----- Supplied records -----

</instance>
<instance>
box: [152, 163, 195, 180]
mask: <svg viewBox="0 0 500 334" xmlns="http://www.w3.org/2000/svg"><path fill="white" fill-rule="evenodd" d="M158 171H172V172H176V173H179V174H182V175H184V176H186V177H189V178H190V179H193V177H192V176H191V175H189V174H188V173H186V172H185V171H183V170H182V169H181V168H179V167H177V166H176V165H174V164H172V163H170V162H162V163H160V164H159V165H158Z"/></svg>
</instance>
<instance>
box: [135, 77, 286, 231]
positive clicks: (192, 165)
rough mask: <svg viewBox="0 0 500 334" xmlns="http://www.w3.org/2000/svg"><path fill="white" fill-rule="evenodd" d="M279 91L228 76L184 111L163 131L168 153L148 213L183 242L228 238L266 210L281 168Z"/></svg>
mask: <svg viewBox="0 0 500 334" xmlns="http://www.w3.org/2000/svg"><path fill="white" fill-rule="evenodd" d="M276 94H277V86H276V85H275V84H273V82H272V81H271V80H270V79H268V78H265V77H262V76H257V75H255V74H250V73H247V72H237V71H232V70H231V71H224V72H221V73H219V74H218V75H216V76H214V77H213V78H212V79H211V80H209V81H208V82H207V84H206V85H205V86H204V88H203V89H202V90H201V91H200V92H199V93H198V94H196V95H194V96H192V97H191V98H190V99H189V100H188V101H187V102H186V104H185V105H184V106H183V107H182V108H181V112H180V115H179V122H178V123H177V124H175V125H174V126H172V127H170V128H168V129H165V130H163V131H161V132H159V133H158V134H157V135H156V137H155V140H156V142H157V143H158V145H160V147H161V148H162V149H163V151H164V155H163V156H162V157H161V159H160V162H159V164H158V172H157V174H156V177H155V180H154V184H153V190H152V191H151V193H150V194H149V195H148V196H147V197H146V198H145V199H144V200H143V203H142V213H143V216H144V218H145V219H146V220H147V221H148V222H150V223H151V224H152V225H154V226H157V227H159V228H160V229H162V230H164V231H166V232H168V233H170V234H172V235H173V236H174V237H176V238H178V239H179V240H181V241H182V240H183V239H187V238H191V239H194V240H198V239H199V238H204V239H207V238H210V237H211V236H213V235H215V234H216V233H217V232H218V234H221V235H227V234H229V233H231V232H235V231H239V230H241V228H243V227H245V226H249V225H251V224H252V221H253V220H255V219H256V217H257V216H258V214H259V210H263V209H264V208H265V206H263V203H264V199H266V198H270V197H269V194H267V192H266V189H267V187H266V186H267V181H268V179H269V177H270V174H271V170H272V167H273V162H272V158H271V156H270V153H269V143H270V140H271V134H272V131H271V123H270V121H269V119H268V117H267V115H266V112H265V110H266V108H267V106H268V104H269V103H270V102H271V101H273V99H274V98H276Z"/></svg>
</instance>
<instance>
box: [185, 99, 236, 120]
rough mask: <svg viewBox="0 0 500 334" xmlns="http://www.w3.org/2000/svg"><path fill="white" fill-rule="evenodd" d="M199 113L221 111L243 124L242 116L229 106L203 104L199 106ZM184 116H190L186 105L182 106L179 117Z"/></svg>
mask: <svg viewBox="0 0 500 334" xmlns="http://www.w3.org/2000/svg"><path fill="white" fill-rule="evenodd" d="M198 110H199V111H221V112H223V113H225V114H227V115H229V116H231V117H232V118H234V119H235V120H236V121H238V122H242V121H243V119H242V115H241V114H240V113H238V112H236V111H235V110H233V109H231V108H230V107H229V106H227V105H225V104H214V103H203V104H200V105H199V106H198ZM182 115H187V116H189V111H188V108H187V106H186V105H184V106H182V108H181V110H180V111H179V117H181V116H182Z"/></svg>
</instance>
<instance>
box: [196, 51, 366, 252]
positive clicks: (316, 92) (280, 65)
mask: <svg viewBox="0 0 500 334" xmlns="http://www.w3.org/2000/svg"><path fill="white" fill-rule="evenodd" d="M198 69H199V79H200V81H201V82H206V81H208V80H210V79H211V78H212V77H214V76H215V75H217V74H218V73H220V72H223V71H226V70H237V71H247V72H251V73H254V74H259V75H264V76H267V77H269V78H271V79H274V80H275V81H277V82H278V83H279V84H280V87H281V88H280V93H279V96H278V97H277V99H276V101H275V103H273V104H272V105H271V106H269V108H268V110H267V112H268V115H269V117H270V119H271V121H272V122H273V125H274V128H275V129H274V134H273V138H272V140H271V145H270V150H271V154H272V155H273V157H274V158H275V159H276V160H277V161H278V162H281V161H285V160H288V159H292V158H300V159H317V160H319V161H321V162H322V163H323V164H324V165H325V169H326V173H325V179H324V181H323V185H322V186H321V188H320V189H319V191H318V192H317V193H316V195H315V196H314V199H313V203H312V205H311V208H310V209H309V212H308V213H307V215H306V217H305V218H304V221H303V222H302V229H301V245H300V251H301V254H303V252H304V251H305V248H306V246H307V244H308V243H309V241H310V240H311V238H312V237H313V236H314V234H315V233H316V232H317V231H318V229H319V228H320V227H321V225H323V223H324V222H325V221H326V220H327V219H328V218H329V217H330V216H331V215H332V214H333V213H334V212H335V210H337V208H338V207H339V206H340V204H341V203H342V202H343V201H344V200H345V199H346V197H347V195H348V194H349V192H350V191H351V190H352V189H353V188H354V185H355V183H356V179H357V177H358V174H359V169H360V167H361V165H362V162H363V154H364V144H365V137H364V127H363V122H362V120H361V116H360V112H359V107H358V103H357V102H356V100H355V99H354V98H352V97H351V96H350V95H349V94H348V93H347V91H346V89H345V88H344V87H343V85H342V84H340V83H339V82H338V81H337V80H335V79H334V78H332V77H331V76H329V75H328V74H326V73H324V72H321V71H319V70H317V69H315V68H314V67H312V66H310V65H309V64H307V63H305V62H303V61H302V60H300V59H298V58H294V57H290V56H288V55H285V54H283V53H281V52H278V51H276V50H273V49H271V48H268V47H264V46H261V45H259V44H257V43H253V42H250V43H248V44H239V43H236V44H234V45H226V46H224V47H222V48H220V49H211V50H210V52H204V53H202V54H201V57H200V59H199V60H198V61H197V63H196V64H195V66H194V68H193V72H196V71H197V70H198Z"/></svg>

-----

■ Task to carry out ■
Print the records verbatim, stopping after the "positive clicks: (192, 165)" line.

■ Solution to the exercise ■
</instance>
<instance>
box: [152, 163, 195, 180]
mask: <svg viewBox="0 0 500 334" xmlns="http://www.w3.org/2000/svg"><path fill="white" fill-rule="evenodd" d="M158 171H172V172H176V173H179V174H182V175H184V176H186V177H189V178H190V179H193V177H192V176H191V175H189V174H188V173H186V172H185V171H183V170H182V169H181V168H179V167H177V166H176V165H174V164H172V163H170V162H162V163H160V164H159V165H158Z"/></svg>
</instance>
<instance>
box: [135, 77, 286, 231]
positive clicks: (192, 165)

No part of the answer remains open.